### 本文抜粋
*-*-*
引き続き、 #春日部市郷土資料館 のミニ企画展「藤のまち春日部」( #コロナ禍 のため中止)を #おうちミュージアム として紹介します。今回は、昭和初めに国の天然記念物に指定され、ますます有名になっていく「牛島のフジ」(国特別天然記念物)について蘊蓄(うんちく)を語ります。

昭和3年(1928)1月18日、「牛島のフジ」はに国指定天然紀念物に指定されました。当時、埼玉県の天然紀念物としては5つ目でした。国会図書館デジタルコレクションで当時の『官報』を御覧いただけます(2コマ目左下段)が、『官報』上の表記は「牛島ノ藤」だったのですね。

ところで、国指定の文化財といえば、先日、市内の西親野井地区の神明貝塚が国の史跡に指定されました。市内では「牛島のフジ」に次いで2例目の国指定となりました。神明貝塚の例のように、国の文化財の指定にあたっては綿密な調査・研究が積み重ねられ、学術的な評価・価値づけがされた上で指定となります。同様に「牛島のフジ」も、当時の国の調査団による調査が行われ、価値付けがなされています。
*-*-*
ラベル付き地点の記録:
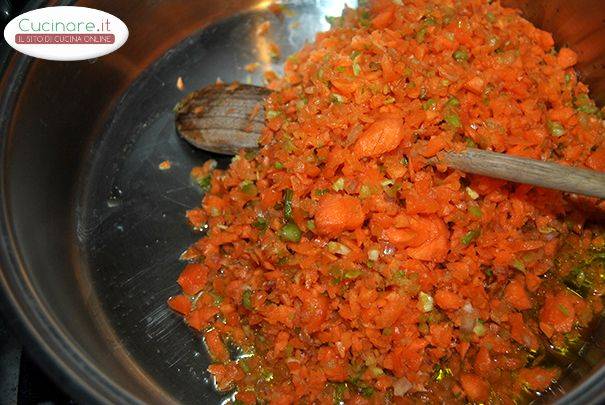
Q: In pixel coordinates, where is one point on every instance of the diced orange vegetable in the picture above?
(475, 387)
(338, 213)
(193, 278)
(380, 137)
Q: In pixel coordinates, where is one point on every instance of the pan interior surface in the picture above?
(99, 310)
(130, 217)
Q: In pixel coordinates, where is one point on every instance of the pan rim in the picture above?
(71, 369)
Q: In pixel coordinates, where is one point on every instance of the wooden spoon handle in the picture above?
(225, 119)
(528, 171)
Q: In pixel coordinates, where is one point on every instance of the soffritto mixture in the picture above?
(340, 266)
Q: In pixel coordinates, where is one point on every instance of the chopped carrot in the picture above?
(359, 270)
(567, 58)
(516, 295)
(448, 300)
(216, 346)
(475, 387)
(538, 378)
(337, 213)
(380, 137)
(193, 278)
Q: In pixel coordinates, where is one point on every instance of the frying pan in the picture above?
(91, 230)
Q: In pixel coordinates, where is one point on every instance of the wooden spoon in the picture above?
(225, 119)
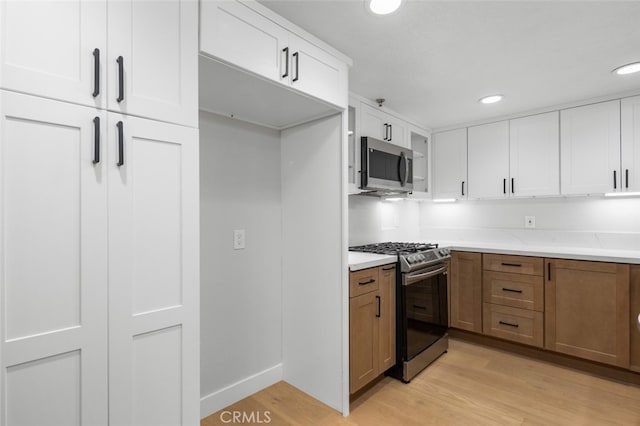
*-*-*
### 課題一覧
1. 本文のうち、「引き続き、 #春日部市郷土資料館 のミニ企画展「藤のまち春日部」( #コロナ禍」から「下段)が、『官報』上の表記は「牛島ノ藤」だったのですね。」まで(両端の語句を含む)を、一字一句違えずに書き写してください。
2. 本文によると、「牛島のフジ」は国指定天然紀念物に指定された当時、埼玉県の天然紀念物として何例目でしたか。
3. 次の記述(a)〜(c)のそれぞれについて、本文の内容と合致するかを「はい」または「いいえ」で答えてください。あわせて、判断の根拠となる本文の語句を正確に引用してください。
(a) 『官報』上の表記は「牛島のフジ」であった。
(b) 神明貝塚は、市内で2例目の国指定となった。
(c) ミニ企画展「藤のまち春日部」は中止された。
本文のみを根拠としてください。

### 課題別解答
1.
引き続き、 #春日部市郷土資料館 のミニ企画展「藤のまち春日部」( #コロナ禍 のため中止)を #おうちミュージアム として紹介します。今回は、昭和初めに国の天然記念物に指定され、ますます有名になっていく「牛島のフジ」(国特別天然記念物)について蘊蓄(うんちく)を語ります。

昭和3年(1928)1月18日、「牛島のフジ」はに国指定天然紀念物に指定されました。当時、埼玉県の天然紀念物としては5つ目でした。国会図書館デジタルコレクションで当時の『官報』を御覧いただけます(2コマ目左下段)が、『官報』上の表記は「牛島ノ藤」だったのですね。

2. 5つ目でした。

3.
(a) いいえ。「『官報』上の表記は「牛島ノ藤」だったのですね」
(b) はい。「市内では「牛島のフジ」に次いで2例目の国指定となりました」
(c) はい。「#コロナ禍 のため中止」